**Source**
Interactive Laser Beam Divergence Calculator
How to Use This Calculator
This calculator determines the divergence angle, Rayleigh range, and spot size at a distance for a laser beam.
- Enter the Wavelength (λ) of the laser light and select its units (nm, µm).
- Enter the Initial Beam Waist Diameter (D0) at the laser output (or beam's narrowest point) and select its units (mm, µm). This is 2w0.
- Enter the Beam Quality Factor (M²). Use 1 for an ideal TEM00 Gaussian beam. Real beams have M² > 1.
- Optionally, enter the Distance from Laser (z) where you want to calculate the spot size, and select its units (m, cm, mm).
- Click the "Calculate Divergence & Spot Size" button.
- Results and a step-by-step solution will be displayed.
Theory: Laser Beam Divergence
Laser beams, even if perfectly collimated, naturally spread out (diverge) as they propagate due to diffraction. This spreading is characterized by the beam divergence angle (θ).
Gaussian Beams: The ideal laser beam profile is a Gaussian beam (TEM00 mode). Its intensity is highest at the center and decreases radially. The beam waist (w0) is the radius of the beam at its narrowest point. The diameter D0 = 2w0.
Divergence Angle (θ): This is the half-angle at which the beam radius or diameter increases with distance in the far field. For a Gaussian beam, it's given by θ ≈ λ / (πw0).
Rayleigh Range (zR): This is the distance from the beam waist to the point where the cross-sectional area of the beam doubles. Within this range (from -zR to +zR), the beam is approximately collimated. $z_R = \pi w_0^2 / \lambda$.
Beam Quality Factor (M²): Real laser beams are not perfectly Gaussian. The M² ("M-squared") factor quantifies how much a real beam's divergence deviates from an ideal Gaussian beam with the same waist size. M² = 1 for an ideal beam; M² > 1 for real beams. The divergence of a real beam is M² times larger than that of an ideal beam: θreal = M² × θideal. The Rayleigh range for a real beam is $z_R = \pi w_0^2 / (M^2 \lambda)$.

**Data shown**
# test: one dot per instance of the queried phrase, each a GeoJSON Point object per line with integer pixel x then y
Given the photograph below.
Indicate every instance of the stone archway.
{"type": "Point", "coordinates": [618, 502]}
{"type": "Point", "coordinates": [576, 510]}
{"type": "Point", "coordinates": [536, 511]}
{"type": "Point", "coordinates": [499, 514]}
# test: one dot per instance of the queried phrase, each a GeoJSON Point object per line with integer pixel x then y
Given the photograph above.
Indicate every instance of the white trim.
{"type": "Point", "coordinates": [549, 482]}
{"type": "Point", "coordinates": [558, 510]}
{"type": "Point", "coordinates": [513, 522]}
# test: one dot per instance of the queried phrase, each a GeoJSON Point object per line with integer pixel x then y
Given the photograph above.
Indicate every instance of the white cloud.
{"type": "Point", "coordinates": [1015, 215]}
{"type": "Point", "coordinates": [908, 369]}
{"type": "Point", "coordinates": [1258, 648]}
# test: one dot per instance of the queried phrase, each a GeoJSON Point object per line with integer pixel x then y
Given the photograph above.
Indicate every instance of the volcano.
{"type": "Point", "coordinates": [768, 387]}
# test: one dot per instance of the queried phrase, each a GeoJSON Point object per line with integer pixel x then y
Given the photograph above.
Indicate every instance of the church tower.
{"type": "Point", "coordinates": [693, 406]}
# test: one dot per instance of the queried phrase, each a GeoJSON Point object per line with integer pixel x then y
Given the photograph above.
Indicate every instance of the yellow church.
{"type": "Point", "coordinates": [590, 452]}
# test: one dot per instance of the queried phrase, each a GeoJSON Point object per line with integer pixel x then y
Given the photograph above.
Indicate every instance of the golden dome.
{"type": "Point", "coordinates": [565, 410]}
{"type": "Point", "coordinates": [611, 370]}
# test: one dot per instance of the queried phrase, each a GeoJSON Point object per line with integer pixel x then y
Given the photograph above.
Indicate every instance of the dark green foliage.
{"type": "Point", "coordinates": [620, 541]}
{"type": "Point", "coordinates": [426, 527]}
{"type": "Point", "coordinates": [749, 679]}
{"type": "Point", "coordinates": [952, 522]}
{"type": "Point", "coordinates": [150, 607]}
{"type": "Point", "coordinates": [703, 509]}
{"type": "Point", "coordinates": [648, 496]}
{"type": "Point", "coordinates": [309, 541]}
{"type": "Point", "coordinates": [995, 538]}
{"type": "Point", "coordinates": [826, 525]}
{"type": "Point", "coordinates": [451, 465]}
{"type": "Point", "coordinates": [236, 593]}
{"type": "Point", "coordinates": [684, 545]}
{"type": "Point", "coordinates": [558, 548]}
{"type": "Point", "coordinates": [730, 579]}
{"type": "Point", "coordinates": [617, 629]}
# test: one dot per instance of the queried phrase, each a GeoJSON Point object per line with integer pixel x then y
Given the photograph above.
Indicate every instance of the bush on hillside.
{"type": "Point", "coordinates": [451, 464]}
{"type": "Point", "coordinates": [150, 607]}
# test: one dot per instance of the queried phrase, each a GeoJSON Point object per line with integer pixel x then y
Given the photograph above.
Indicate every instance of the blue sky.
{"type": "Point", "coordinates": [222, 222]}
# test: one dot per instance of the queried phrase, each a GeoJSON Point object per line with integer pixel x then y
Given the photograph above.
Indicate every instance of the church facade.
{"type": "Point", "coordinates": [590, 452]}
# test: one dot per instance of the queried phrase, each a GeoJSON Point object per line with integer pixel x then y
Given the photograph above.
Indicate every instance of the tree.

**Written task**
According to the laser divergence page, how does a real beam's divergence compare with that of an ideal beam? The items are separate from the laser divergence page.

**Answer to the task**
It is M² times larger.